• **Given request 1**
In the Dolphin Midwives interview, how often did the performers in the installation stand up to break plates?
• **Given request 2**
Write out the stretch of the Dolphin Midwives interview from "Dolphin Midwives –" through "to this song.".

• **Article**
================

Dolphin Midwives – “Break” Music Video (Premiere)
What are the concepts or themes which anchored this piece?
Sage Fisher (Dolphin Midwives): The song was inspired by a sound art installation I created in Dec 2019, about breaking ties with cycles of abuse in our relationships with nature, within our social structures, within interpersonal relationships, and within ourselves. The installation featured four femmes, chained at the ankle, kneeing around a mirror in the center of the space. There was a sound collage of shattering glass, cracking ice, and melting glaciers to create an atmosphere of immediacy, urgency and transformation, which evolved into a digital drum kit which is featured in this track. Every 15 minutes, we would stand up and walk to the edges of the room and break plates, and recite the poem that would later become the lyrics to this song.

================

Records from a data collection
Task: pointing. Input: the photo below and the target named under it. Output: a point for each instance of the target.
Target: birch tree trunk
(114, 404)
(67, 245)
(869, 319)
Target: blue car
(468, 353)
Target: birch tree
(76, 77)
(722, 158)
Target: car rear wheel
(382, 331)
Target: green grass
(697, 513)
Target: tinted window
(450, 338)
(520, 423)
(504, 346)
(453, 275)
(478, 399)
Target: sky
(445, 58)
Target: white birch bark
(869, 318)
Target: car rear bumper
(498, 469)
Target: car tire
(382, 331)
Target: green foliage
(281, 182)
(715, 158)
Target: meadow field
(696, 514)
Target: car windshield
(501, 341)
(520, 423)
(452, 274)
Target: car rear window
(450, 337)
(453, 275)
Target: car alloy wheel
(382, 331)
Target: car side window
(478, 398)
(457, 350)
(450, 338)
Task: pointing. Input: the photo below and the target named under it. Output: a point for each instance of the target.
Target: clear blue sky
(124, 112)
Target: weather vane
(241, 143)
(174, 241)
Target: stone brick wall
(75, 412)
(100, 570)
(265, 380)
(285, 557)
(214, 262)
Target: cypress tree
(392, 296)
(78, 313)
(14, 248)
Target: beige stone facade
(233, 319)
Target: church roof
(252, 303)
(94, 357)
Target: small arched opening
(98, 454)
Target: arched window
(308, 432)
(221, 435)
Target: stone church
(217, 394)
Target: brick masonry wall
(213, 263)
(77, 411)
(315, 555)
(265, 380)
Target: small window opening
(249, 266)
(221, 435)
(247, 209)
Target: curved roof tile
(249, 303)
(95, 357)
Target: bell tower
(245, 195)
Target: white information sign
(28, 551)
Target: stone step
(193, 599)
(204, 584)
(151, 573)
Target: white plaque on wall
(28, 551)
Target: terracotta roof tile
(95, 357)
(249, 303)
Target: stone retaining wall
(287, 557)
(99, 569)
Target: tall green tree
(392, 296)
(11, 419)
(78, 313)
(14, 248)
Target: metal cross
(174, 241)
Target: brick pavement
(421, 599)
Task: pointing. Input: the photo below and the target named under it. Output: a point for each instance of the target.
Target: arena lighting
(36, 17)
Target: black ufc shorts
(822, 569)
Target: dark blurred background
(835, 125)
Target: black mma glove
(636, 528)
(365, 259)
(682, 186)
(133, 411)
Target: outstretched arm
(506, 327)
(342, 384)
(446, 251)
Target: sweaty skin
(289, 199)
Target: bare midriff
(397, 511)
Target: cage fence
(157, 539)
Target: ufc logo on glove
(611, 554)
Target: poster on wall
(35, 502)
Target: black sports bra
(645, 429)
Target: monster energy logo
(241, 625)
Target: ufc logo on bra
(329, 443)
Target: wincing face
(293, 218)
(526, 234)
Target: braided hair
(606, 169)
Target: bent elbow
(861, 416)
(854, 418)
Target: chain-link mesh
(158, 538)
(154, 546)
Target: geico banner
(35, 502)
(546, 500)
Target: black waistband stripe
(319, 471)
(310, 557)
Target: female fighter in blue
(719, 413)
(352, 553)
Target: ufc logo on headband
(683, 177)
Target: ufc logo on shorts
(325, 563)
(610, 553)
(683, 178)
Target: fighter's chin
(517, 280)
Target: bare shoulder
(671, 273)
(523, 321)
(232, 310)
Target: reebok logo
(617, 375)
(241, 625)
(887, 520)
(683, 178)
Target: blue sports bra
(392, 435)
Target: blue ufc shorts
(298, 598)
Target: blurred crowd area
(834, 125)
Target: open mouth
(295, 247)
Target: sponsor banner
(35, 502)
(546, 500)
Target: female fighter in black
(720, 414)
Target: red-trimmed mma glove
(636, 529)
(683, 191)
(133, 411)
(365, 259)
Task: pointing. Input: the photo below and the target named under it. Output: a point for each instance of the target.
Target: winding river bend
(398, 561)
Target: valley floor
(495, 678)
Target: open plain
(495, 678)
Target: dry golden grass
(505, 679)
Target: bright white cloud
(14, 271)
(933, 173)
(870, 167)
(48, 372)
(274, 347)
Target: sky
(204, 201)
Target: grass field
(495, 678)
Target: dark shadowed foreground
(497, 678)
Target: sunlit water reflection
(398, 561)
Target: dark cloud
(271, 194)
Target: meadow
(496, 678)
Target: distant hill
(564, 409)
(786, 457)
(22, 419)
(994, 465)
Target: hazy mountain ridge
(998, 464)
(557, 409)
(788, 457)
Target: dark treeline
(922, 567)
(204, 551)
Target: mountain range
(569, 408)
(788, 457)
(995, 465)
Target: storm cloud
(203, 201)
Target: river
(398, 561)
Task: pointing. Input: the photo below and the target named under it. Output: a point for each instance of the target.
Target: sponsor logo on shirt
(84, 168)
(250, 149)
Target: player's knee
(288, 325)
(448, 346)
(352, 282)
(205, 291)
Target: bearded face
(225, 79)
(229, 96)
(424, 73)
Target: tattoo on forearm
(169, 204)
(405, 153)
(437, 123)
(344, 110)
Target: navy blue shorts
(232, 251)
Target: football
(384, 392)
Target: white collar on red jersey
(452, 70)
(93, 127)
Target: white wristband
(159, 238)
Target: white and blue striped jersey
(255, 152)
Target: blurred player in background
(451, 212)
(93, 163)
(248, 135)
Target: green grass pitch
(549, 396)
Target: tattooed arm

================

• **Correct result 1**
Every 15 minutes.

• **Correct result 2**
Dolphin Midwives – “Break” Music Video (Premiere)
What are the concepts or themes which anchored this piece?
Sage Fisher (Dolphin Midwives): The song was inspired by a sound art installation I created in Dec 2019, about breaking ties with cycles of abuse in our relationships with nature, within our social structures, within interpersonal relationships, and within ourselves. The installation featured four femmes, chained at the ankle, kneeing around a mirror in the center of the space. There was a sound collage of shattering glass, cracking ice, and melting glaciers to create an atmosphere of immediacy, urgency and transformation, which evolved into a digital drum kit which is featured in this track. Every 15 minutes, we would stand up and walk to the edges of the room and break plates, and recite the poem that would later become the lyrics to this song.